BEGIN EXERCISE MATERIAL
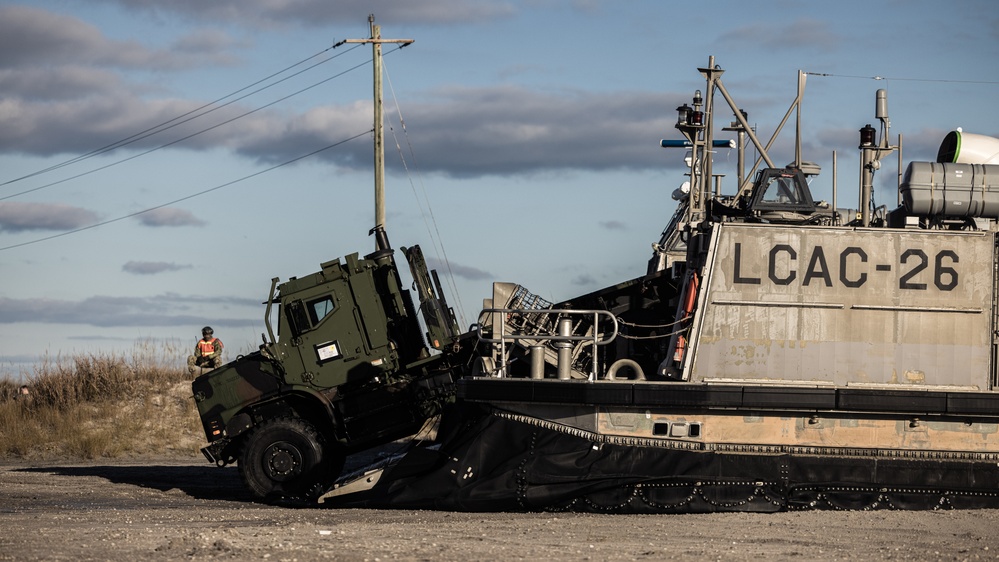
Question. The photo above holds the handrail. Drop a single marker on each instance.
(565, 338)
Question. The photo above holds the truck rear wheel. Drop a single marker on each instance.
(288, 458)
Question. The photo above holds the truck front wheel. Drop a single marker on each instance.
(287, 458)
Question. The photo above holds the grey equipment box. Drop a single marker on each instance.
(951, 190)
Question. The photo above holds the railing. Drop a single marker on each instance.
(563, 339)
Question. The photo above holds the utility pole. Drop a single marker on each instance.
(379, 127)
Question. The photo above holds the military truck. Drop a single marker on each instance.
(348, 370)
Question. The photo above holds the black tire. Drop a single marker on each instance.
(286, 458)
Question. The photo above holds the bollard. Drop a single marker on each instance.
(537, 361)
(564, 349)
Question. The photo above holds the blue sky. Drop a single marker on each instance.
(528, 142)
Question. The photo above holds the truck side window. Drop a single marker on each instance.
(320, 308)
(298, 321)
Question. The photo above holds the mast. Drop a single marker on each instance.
(381, 241)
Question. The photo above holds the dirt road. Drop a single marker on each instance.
(188, 509)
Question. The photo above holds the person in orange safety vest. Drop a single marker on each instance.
(207, 352)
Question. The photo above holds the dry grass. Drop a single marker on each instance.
(97, 405)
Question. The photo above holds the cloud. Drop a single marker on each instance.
(804, 33)
(151, 267)
(267, 13)
(501, 130)
(458, 270)
(169, 216)
(17, 217)
(104, 311)
(31, 36)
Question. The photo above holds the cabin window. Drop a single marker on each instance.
(782, 190)
(320, 308)
(298, 320)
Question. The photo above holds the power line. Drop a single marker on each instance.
(180, 119)
(941, 80)
(185, 198)
(182, 139)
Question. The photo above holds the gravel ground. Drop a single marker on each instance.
(187, 509)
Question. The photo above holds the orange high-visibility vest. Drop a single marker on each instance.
(207, 347)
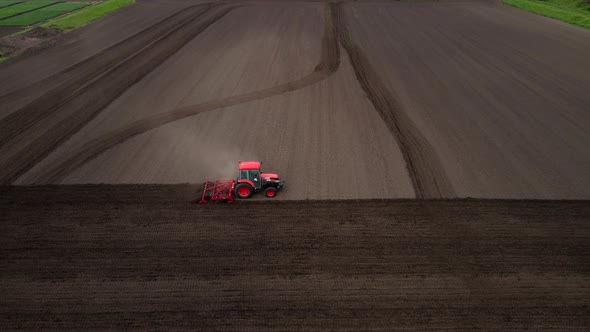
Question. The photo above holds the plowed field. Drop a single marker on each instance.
(143, 257)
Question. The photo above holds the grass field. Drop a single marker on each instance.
(88, 15)
(23, 8)
(576, 12)
(8, 3)
(43, 14)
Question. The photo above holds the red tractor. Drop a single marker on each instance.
(251, 179)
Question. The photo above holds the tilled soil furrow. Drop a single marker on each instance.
(115, 256)
(329, 63)
(85, 106)
(76, 79)
(424, 167)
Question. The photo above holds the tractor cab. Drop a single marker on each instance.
(251, 179)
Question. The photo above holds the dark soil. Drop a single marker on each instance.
(107, 257)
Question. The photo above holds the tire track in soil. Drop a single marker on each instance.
(424, 167)
(76, 79)
(329, 63)
(88, 103)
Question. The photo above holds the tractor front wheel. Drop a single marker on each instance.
(244, 190)
(270, 192)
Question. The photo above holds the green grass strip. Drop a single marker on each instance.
(43, 14)
(23, 8)
(573, 12)
(8, 3)
(85, 16)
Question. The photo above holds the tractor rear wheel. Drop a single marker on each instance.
(270, 192)
(244, 190)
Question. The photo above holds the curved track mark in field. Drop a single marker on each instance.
(329, 63)
(83, 107)
(424, 167)
(72, 81)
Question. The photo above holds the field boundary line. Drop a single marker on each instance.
(424, 167)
END EXERCISE MATERIAL
■ **WHAT TO DO**: Substitute "Place one point" for each "Drop a single marker" and write out the whole listing above again with nothing else changed. Omit the pictures.

■ **THE RESULT**:
Question. The photo above holds the handrail. Place one point on each instance.
(565, 338)
Question. The photo above holds the truck rear wheel. Place one point on each instance.
(288, 458)
Question. The photo above holds the truck front wheel. Place one point on each instance.
(287, 458)
Question. The photo above holds the grey equipment box. Place one point on each instance.
(951, 190)
Question. The photo above holds the railing. Place one point on each instance.
(563, 339)
Question. The photo above holds the utility pole. Place one point on each instance.
(379, 127)
Question. The photo above holds the military truck. Place one point on each instance.
(348, 370)
Question. The photo above holds the black tire. Place one point on each instance.
(286, 458)
Question. The photo above holds the bollard. Place one point on each instance.
(537, 361)
(564, 349)
Question. The photo above holds the blue sky. Place one point on each instance.
(528, 142)
Question. The photo above holds the truck side window. Place one point on each instance.
(320, 308)
(298, 321)
Question. The photo above holds the mast. Place one point on each instance.
(381, 241)
Question. The photo above holds the dirt road. Place one point on each instance.
(188, 509)
Question. The photo above holds the person in orange safety vest. Place one point on each instance.
(207, 352)
Question. The photo above holds the dry grass. Place one point on each instance.
(97, 405)
Question. The photo above holds the cloud. Place one point on each instance.
(804, 33)
(151, 267)
(267, 13)
(501, 130)
(458, 270)
(169, 216)
(17, 217)
(104, 311)
(31, 36)
Question. The photo above holds the cabin window. Place one point on each instance.
(782, 190)
(320, 308)
(298, 320)
Question. The photo above holds the power line. Place one point on each instance.
(180, 119)
(941, 80)
(185, 198)
(182, 139)
Question. The photo above holds the gravel ground. Place one point on each instance.
(187, 509)
Question. The photo above holds the orange high-visibility vest. Place one point on each instance.
(207, 347)
Question. The photo above holds the plowed field. Place one point on each instance.
(143, 257)
Question. The photo above holds the grass field. Place one point on each instance.
(88, 15)
(23, 8)
(576, 12)
(8, 3)
(43, 14)
Question. The photo above holds the red tractor. Place one point on each instance.
(251, 179)
Question. The photo above holds the tilled soil furrow. Place one point on each instance.
(115, 256)
(329, 63)
(85, 106)
(76, 79)
(424, 167)
Question. The photo above holds the tractor cab. Place one point on each instance.
(251, 179)
Question. The photo above holds the dark soil. Place one point on each instance.
(107, 257)
Question. The photo above holds the tire track in soil. Place one point on each instance.
(424, 167)
(76, 79)
(329, 63)
(88, 103)
Question. The photo above holds the tractor front wheel. Place one point on each instance.
(244, 190)
(270, 192)
Question. The photo above holds the green grass strip. Place one point on each instance.
(43, 14)
(23, 8)
(573, 12)
(8, 3)
(85, 16)
Question. The photo above holds the tractor rear wheel. Place one point on each instance.
(270, 192)
(244, 190)
Question. The photo above holds the curved track mark in field. Place one point on each instance.
(329, 63)
(83, 107)
(424, 167)
(72, 81)
Question. The photo above holds the field boundary line. Place one point on each instance.
(424, 167)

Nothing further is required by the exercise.